(SELECTED EXTRACT)

The 7th Annual Greater Charleston Lowcountry Jazz Festival will be filling the night air of the Holy City once again this year with a lineup of international jazz superstars. Charleston’s own trumpet player Charlton Singleton, sax players Gerald Albright and BK Jackson, and composer and bassist Marcus Miller will all perform, but perhaps no name shines as bright as singer and guitarist Jonathan Butler. Butler’s laid-back jazz-tinged approach to R&B sounds has brought him accolades across the decades from smooth jazz afficionados. As Butler blends new world influences with gospel, his silky stylings at once remind the listener of the soundtrack to a chic hotel lobby and a Sunday morning worship service. In fact, the South African expatriate is considered a forerunner in bringing world music influences into the jazz genre, a status that the artist doesn’t shy away from.

(End SELECTED EXTRACT)
(GIVEN DATA)

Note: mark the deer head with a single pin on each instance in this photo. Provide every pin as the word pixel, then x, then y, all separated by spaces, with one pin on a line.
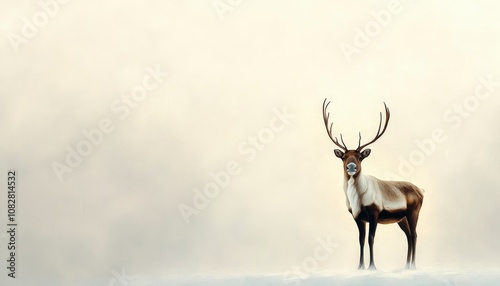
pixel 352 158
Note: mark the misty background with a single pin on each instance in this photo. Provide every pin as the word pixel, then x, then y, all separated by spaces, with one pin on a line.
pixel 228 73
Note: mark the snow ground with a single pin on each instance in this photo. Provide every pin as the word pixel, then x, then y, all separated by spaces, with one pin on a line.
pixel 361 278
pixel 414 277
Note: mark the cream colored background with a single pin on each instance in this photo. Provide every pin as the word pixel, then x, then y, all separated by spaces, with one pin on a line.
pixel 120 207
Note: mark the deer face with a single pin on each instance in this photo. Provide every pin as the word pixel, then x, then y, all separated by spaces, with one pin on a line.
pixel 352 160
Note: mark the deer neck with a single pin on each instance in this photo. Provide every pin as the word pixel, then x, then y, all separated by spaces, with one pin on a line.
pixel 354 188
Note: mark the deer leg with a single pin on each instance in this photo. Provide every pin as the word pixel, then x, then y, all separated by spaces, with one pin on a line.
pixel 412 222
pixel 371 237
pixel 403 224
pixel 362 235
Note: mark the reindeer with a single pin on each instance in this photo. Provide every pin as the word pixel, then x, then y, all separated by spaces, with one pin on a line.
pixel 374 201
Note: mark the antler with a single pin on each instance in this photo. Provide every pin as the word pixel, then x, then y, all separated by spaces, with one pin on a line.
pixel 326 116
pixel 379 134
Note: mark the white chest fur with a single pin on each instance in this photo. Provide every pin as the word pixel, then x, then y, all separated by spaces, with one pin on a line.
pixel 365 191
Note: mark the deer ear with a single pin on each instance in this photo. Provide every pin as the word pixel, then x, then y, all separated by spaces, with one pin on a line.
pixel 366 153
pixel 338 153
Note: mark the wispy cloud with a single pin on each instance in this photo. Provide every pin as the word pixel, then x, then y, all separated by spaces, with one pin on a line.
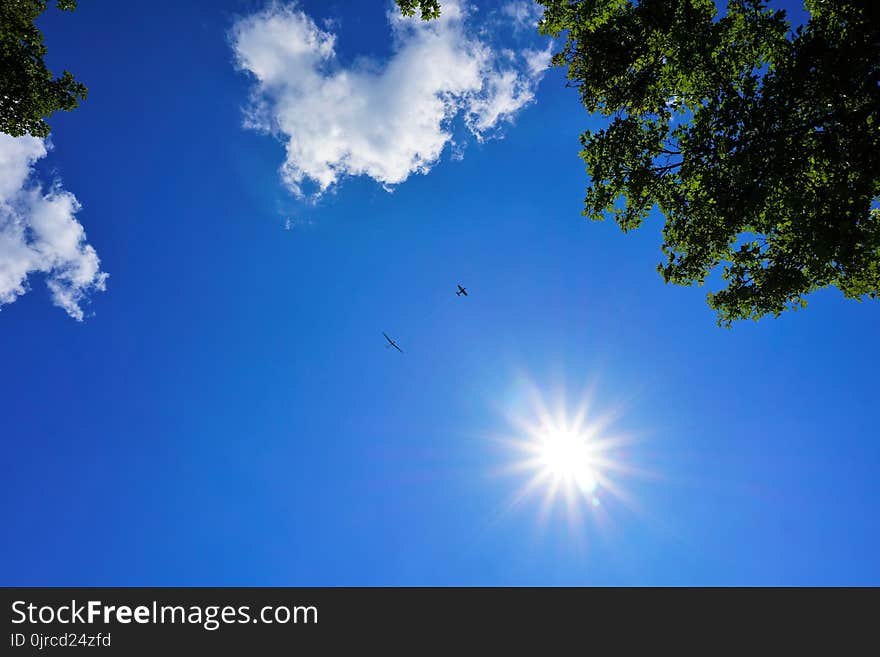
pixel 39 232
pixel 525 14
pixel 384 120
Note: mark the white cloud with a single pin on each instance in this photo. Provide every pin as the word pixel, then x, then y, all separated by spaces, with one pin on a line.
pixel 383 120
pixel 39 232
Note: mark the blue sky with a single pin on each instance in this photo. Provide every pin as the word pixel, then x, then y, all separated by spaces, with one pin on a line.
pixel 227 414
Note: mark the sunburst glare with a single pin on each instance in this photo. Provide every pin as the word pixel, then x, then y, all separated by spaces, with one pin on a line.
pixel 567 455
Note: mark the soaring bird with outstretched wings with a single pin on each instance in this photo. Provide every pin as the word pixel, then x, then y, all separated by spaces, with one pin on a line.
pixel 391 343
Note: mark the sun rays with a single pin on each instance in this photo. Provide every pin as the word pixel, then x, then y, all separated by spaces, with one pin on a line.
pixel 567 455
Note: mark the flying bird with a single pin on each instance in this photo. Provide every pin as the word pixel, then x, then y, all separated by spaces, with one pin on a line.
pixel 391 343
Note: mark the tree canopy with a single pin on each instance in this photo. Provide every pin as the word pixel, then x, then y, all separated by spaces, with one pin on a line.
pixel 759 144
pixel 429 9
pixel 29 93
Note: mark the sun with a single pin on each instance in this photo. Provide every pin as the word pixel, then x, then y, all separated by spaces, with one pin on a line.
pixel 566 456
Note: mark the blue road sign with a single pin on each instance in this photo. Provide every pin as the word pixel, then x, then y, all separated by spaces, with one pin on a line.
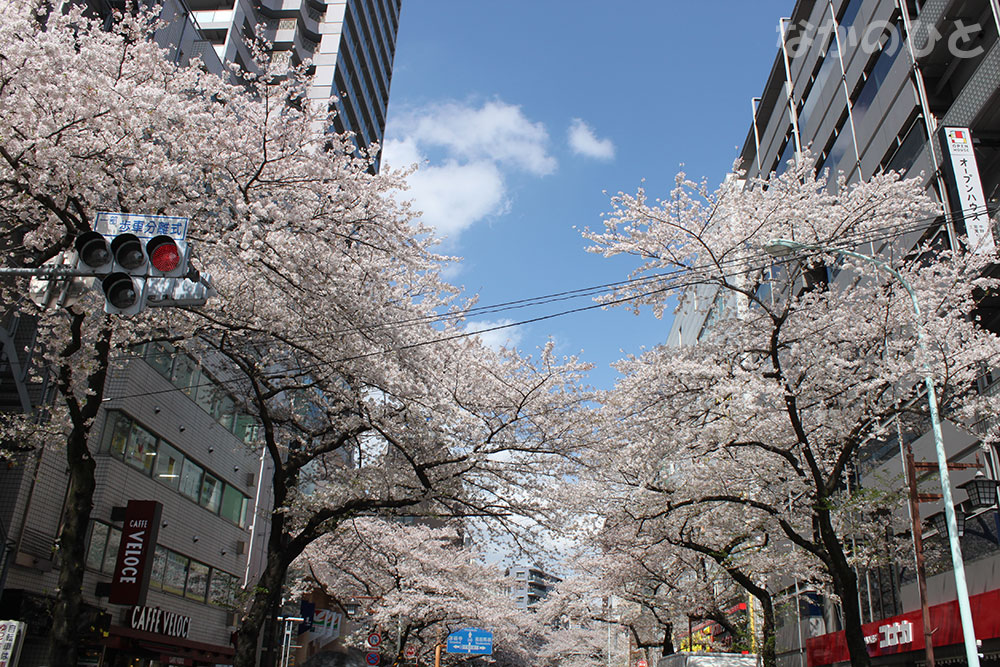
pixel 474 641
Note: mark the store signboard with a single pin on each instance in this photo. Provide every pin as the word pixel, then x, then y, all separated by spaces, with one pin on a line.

(End GIVEN DATA)

TASKS TO COMPLETE:
• a. In the jazz festival passage, what instrument does Charlton Singleton play?
• b. Please summarize the jazz festival passage in two sentences.
You won't need the entries.

PROBLEM SOLUTIONS:
• a. Trumpet.

• b. The 7th Annual Greater Charleston Lowcountry Jazz Festival will again bring international jazz stars to the Holy City, including Charlton Singleton, Gerald Albright, BK Jackson, Marcus Miller and Jonathan Butler. Butler, a South African expatriate whose laid-back, jazz-tinged R&B blends new world and gospel influences, is considered a forerunner in bringing world music influences into jazz.